TASK TO COMPLETE: Reproduce the part of the OpenTelemetry exporter text that opens with the words containing "exporter = OTLPMetricExporter()" and closes with "running on localhost:4317.".

GIVEN TEXT:

Figure 8.7 – Before and after diagrams of exporting telemetry data

At the beginning of this chapter, we installed the OTLP exporters for Python via the opentelemetry-exporter-otlp package. This, in turn, installed the packages that are available for each protocol and encoding:

  • opentelemetry-exporter-otlp-proto-grpc
  • opentelemetry-exporter-otlp-proto-http
  • opentelemetry-exporter-otlp-json-http

The package that includes all the protocols and the encoding is a convenient way to start, but once you're familiar with the requirements for your environment, you'll want to choose a specific encoding and protocol to reduce dependencies.

Configuring the exporter

The following examples will leverage the otlp-proto-grpc package, which includes the exporter classes we'll use to export telemetry – OTLPSpanExporter, OTLPMetricExporter, and OTLPLogExporter. The code builds on the example applications from Chapter 6, Logging —Capturing Events, by updating the common.py module to use the OTLP exporters instead of the control exporters, which we've used so far:

common.py

from opentelemetry.exporter.otlp.proto.grpc.trace_exporter import OTLPSpanExporter

from opentelemetry.exporter.otlp.proto.grpc._metric_exporter import OTLPMetricExporter

from opentelemetry.exporter.otlp.proto.grpc._log_exporter import OTLPLogExporter

def configure_tracer(name, version):

    ...

    exporter = OTLPSpanExporter()

    ...

def configure_meter(name, version):

    ...

    exporter = OTLPMetricExporter()

    ...

def configure_logger(name, version):

    ...

    exporter = OTLPLogExporter()

    ...

By default, as per the specification, the exporters will be configured to send data to a collector running on localhost:4317.

Configuring the collector

The following collector configuration sets up the otlp receiver, which will be used to receive telemetry data from our application. Additionally, it configures the logging exporter to output useful information to the console:

config/collector/config.yml

receivers:

  otlp:

    protocols:

      grpc:  

exporters:

  logging:

service:

  pipelines:

    traces:

      receivers: [otlp]

      exporters: [logging]

    metrics:

      receivers: [otlp]

      exporters: [logging]

    logs:

      receivers: [otlp]

      exporters: [logging]

Important Note

In the following examples, each time config.yml is updated, the collector must be restarted for the changes to take effect.

It's time to see whether the collector and the application can communicate. First, start the collector using the following command from the terminal:

./otelcol --config ./config/collector/config.yml

If everything is going according to plan, the process should be up and running, and the output from it should list the components that have been loaded. It should also contain a message similar to the following:

collector output

2021-05-30T16:19:03.088-0700 info service/application.go:197 Everything is ready. Begin running and processing data.

PROVIDED INFORMATION:
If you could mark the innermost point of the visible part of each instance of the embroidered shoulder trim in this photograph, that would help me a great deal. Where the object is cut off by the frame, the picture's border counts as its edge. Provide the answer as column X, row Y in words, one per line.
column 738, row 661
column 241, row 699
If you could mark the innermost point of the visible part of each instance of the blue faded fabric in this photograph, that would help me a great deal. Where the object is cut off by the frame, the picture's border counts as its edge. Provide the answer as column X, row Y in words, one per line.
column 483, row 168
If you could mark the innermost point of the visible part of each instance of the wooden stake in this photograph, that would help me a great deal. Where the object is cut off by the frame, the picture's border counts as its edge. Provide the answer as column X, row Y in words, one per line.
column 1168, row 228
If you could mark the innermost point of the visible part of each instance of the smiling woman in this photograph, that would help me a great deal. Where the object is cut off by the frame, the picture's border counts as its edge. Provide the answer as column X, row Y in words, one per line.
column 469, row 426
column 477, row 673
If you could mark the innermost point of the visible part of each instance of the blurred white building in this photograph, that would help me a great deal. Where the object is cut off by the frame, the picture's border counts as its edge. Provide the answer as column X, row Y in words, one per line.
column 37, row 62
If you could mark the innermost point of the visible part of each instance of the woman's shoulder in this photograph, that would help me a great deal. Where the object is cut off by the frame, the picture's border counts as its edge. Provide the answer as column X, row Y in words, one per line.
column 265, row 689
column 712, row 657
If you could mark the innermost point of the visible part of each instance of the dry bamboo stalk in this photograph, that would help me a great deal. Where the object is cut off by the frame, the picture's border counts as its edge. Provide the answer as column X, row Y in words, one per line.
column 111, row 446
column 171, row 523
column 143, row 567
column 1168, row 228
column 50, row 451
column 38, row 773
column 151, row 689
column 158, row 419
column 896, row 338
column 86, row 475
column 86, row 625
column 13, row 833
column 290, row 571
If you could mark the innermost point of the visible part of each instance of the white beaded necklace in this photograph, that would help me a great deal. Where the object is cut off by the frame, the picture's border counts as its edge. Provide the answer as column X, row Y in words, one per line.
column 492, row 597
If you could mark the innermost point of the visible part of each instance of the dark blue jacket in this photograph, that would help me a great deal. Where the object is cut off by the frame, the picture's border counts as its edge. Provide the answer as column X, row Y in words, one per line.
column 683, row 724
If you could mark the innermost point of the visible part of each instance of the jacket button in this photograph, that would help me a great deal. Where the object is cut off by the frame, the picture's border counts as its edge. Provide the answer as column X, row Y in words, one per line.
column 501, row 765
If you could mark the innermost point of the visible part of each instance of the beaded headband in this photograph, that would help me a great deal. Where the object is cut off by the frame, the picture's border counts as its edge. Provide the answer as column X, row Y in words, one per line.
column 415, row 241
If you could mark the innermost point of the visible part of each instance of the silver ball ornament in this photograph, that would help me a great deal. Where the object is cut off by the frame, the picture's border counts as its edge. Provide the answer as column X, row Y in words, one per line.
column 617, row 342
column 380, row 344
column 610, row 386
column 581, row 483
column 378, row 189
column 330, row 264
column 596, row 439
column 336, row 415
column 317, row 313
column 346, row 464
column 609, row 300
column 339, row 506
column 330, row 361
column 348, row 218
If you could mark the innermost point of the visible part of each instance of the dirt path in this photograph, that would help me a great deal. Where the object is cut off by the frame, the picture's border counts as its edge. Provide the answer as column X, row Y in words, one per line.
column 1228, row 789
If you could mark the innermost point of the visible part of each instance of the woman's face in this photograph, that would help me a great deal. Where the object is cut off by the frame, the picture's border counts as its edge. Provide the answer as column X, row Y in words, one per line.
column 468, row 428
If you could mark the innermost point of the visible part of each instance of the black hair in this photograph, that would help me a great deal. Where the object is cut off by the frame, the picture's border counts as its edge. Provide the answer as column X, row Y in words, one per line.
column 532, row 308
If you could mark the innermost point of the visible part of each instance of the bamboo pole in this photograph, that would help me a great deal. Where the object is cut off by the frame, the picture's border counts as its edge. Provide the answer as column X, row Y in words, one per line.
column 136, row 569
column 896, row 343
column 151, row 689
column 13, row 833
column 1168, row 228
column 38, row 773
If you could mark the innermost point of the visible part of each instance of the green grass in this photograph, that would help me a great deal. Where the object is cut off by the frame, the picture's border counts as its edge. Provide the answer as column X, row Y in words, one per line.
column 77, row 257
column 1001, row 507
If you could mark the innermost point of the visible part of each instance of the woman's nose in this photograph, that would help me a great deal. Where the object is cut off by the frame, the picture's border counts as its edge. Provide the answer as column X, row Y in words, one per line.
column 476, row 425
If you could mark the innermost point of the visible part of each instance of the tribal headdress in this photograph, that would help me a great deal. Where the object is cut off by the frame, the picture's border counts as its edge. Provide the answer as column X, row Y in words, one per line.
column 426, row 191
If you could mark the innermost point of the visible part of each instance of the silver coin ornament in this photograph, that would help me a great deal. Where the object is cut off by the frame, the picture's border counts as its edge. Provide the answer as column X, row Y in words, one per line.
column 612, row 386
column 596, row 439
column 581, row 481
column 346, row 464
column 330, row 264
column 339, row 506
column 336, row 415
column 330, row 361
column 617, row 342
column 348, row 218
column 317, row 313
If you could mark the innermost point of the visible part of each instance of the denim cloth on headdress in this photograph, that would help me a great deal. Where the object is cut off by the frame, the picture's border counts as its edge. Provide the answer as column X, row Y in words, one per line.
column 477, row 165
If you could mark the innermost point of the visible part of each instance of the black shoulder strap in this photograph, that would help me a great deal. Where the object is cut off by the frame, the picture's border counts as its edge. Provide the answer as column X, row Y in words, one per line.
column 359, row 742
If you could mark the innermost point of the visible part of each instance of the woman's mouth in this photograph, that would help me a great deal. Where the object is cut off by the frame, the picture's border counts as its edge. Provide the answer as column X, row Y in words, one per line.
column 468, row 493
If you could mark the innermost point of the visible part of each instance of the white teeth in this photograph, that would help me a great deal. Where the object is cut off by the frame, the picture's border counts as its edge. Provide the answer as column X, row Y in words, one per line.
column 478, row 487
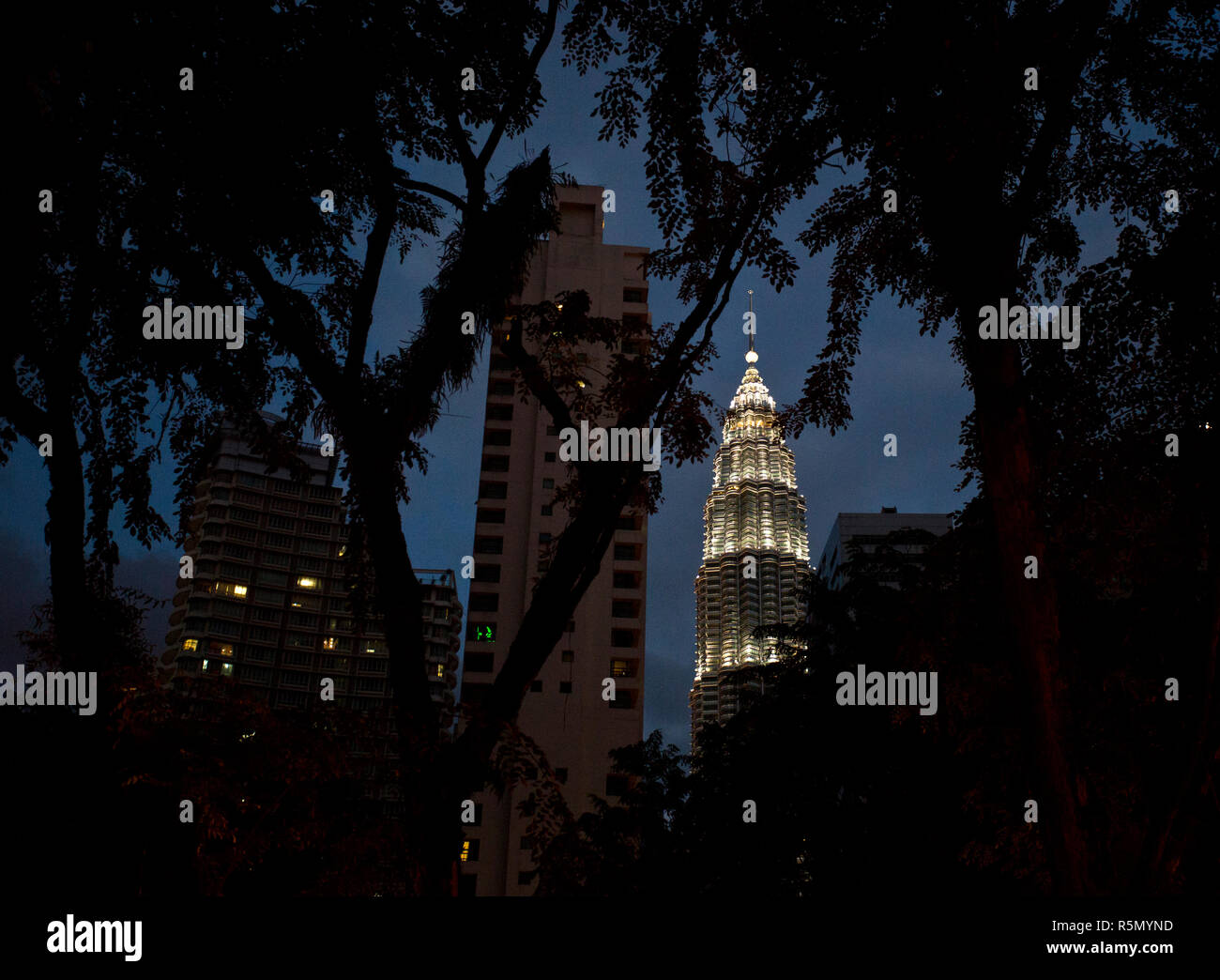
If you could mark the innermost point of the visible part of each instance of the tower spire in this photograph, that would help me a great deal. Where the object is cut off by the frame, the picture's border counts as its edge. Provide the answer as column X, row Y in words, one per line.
column 752, row 355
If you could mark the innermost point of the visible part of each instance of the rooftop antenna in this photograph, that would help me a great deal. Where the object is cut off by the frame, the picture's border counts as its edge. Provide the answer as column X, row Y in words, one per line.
column 752, row 355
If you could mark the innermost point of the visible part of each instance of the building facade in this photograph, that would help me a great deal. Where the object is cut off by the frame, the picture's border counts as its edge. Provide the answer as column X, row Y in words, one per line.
column 267, row 605
column 516, row 523
column 854, row 536
column 755, row 553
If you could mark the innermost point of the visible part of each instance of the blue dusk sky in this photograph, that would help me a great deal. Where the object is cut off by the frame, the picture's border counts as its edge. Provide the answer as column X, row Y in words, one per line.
column 904, row 383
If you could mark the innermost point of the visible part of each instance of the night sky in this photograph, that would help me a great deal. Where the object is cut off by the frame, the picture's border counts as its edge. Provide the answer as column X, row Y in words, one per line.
column 904, row 383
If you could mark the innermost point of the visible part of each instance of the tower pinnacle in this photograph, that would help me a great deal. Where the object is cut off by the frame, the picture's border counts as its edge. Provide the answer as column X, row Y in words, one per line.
column 752, row 355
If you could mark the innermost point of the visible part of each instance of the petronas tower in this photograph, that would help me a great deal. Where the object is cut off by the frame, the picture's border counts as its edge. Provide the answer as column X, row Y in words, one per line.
column 755, row 552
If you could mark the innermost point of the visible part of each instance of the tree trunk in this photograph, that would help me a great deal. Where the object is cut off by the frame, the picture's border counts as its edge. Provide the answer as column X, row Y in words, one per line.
column 1012, row 488
column 432, row 830
column 66, row 514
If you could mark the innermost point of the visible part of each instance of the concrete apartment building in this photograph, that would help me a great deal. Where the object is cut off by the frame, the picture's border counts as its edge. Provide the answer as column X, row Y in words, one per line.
column 267, row 605
column 516, row 521
column 862, row 533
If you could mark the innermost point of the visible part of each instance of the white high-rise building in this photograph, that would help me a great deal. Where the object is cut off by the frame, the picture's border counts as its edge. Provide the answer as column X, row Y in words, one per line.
column 755, row 552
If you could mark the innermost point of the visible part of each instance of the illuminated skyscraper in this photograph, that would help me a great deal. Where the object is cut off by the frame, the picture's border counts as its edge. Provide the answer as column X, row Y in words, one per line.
column 755, row 552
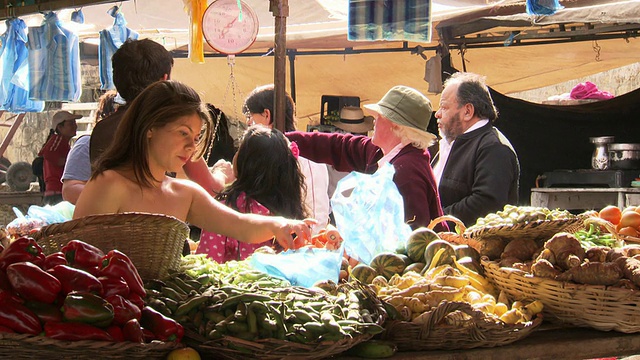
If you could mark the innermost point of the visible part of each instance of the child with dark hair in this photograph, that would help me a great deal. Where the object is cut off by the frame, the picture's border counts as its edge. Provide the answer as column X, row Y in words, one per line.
column 268, row 182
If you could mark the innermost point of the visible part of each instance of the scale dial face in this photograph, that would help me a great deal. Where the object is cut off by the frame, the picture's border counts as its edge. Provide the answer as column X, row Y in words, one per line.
column 224, row 31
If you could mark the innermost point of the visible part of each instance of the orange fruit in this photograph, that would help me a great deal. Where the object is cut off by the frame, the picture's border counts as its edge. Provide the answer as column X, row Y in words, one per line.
column 629, row 218
column 629, row 231
column 611, row 213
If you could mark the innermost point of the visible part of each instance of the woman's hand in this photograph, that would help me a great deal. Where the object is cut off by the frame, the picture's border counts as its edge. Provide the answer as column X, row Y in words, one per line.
column 285, row 228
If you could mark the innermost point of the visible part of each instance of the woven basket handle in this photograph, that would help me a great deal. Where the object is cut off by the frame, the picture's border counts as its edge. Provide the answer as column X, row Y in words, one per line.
column 445, row 308
column 460, row 228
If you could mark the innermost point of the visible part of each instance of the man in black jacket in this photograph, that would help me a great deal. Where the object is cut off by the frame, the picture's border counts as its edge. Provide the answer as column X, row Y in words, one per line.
column 476, row 169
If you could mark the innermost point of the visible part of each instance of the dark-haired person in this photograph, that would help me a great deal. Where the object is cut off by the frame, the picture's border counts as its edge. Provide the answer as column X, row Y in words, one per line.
column 476, row 168
column 55, row 151
column 136, row 65
column 258, row 106
column 163, row 128
column 266, row 185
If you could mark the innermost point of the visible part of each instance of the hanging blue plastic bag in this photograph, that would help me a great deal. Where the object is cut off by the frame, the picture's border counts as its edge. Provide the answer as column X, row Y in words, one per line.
column 302, row 267
column 369, row 213
column 543, row 7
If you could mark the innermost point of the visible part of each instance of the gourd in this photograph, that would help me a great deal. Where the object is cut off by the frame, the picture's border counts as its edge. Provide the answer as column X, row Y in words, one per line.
column 417, row 267
column 388, row 264
column 433, row 248
column 466, row 250
column 418, row 241
column 364, row 273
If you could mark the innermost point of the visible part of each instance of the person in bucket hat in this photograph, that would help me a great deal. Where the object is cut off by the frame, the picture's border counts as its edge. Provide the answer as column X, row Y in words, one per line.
column 476, row 167
column 399, row 138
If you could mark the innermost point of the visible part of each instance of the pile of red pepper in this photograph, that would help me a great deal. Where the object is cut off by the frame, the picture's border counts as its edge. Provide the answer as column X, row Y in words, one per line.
column 78, row 293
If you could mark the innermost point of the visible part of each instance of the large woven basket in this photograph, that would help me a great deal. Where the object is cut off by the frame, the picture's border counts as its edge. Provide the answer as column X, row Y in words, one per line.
column 536, row 230
column 20, row 346
column 595, row 306
column 435, row 334
column 153, row 242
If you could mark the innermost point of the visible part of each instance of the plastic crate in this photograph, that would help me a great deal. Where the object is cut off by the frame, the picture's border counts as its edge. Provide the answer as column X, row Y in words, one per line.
column 332, row 104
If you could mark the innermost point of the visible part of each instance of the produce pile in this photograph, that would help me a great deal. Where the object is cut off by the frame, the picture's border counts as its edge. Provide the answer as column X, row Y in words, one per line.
column 212, row 300
column 428, row 272
column 79, row 293
column 592, row 256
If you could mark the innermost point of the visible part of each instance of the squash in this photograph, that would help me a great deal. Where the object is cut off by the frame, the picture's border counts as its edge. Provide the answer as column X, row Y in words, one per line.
column 433, row 248
column 417, row 267
column 387, row 264
column 471, row 264
column 418, row 241
column 466, row 250
column 364, row 273
column 407, row 260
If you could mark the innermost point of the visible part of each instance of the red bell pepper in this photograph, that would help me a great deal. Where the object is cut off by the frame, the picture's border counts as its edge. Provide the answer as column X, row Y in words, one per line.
column 19, row 318
column 87, row 308
column 132, row 331
column 45, row 312
column 11, row 295
column 114, row 286
column 148, row 335
column 33, row 283
column 4, row 329
column 116, row 333
column 73, row 279
column 75, row 331
column 21, row 250
column 136, row 300
column 117, row 264
column 123, row 310
column 82, row 255
column 164, row 328
column 54, row 259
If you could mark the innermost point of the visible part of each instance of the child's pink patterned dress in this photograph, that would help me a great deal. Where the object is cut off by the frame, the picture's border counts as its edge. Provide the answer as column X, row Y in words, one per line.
column 221, row 248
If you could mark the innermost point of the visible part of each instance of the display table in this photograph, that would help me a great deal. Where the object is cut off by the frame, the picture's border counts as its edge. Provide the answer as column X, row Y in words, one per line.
column 550, row 343
column 584, row 198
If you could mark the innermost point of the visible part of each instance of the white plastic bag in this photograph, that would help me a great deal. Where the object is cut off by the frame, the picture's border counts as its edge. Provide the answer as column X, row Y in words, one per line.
column 369, row 213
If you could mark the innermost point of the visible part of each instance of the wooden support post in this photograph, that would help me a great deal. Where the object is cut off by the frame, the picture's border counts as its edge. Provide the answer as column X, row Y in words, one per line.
column 280, row 10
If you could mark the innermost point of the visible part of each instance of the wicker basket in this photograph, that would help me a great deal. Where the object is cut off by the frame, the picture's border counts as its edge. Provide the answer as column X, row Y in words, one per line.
column 434, row 334
column 596, row 306
column 153, row 242
column 20, row 346
column 535, row 230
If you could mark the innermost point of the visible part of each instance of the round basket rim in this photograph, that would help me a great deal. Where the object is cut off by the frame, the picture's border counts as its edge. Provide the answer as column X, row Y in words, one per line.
column 115, row 218
column 532, row 228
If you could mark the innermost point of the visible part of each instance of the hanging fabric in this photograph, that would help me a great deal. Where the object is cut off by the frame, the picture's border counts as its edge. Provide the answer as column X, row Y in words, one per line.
column 196, row 10
column 54, row 62
column 371, row 20
column 14, row 84
column 110, row 40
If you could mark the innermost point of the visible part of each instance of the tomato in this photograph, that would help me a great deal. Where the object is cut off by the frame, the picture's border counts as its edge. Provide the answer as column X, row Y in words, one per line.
column 630, row 218
column 611, row 213
column 185, row 353
column 629, row 231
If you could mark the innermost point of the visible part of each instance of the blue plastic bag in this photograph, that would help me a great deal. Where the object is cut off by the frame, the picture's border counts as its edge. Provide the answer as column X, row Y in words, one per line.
column 369, row 213
column 543, row 7
column 302, row 267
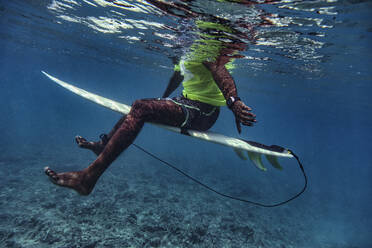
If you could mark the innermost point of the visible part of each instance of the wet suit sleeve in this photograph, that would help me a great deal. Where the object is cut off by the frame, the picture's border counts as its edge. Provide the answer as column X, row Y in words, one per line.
column 174, row 82
column 223, row 79
column 226, row 84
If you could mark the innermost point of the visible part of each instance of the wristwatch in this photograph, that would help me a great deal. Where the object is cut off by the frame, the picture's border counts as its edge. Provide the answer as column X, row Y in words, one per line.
column 231, row 101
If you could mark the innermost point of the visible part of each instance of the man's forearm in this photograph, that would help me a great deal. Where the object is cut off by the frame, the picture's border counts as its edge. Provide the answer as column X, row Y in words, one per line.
column 223, row 79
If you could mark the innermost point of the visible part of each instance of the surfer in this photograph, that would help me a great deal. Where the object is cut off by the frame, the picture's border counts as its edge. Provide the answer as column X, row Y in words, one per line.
column 207, row 85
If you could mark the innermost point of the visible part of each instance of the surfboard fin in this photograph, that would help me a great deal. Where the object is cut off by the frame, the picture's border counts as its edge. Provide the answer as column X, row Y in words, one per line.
column 240, row 153
column 257, row 161
column 274, row 162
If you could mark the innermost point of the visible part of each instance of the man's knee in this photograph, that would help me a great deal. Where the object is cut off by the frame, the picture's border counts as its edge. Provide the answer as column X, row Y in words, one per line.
column 140, row 108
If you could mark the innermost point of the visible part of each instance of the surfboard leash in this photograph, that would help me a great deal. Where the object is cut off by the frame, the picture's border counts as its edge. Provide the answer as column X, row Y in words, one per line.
column 229, row 196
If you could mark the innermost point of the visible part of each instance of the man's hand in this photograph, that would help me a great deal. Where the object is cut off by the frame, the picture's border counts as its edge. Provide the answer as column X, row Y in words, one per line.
column 243, row 115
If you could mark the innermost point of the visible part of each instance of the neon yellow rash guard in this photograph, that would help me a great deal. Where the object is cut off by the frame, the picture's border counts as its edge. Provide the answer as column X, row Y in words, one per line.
column 198, row 81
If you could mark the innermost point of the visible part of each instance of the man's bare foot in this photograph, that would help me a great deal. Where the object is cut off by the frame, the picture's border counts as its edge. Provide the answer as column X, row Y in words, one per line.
column 73, row 180
column 96, row 147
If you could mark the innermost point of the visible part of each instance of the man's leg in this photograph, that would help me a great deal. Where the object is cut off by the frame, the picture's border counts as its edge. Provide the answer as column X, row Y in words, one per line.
column 152, row 110
column 97, row 147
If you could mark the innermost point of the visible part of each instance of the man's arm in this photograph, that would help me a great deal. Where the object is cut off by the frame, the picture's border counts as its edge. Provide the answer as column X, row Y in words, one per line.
column 173, row 84
column 226, row 83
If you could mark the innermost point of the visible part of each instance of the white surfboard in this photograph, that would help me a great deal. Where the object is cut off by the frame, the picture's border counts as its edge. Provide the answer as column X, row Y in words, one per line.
column 242, row 147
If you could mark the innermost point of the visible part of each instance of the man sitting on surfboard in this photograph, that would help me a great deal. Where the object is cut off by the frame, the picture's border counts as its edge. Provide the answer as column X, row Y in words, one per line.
column 207, row 85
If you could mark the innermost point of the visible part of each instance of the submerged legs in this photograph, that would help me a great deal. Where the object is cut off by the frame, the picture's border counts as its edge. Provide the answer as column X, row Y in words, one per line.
column 123, row 134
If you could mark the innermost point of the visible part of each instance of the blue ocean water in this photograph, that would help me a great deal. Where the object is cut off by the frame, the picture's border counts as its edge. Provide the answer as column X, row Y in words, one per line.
column 306, row 76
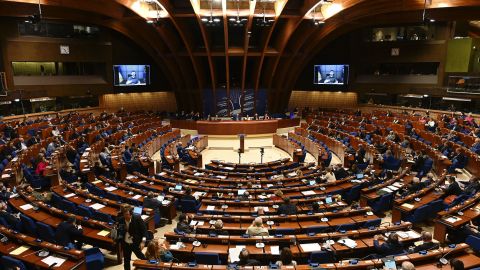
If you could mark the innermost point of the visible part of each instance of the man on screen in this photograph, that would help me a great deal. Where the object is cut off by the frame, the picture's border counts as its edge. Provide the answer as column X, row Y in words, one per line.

RESPONSE TO THE TASK:
exporter = OTLPMetricExporter()

    ...

def configure_logger(name, version):

    ...

    exporter = OTLPLogExporter()

    ...

By default, as per the specification, the exporters will be configured to send data to a collector running on localhost:4317.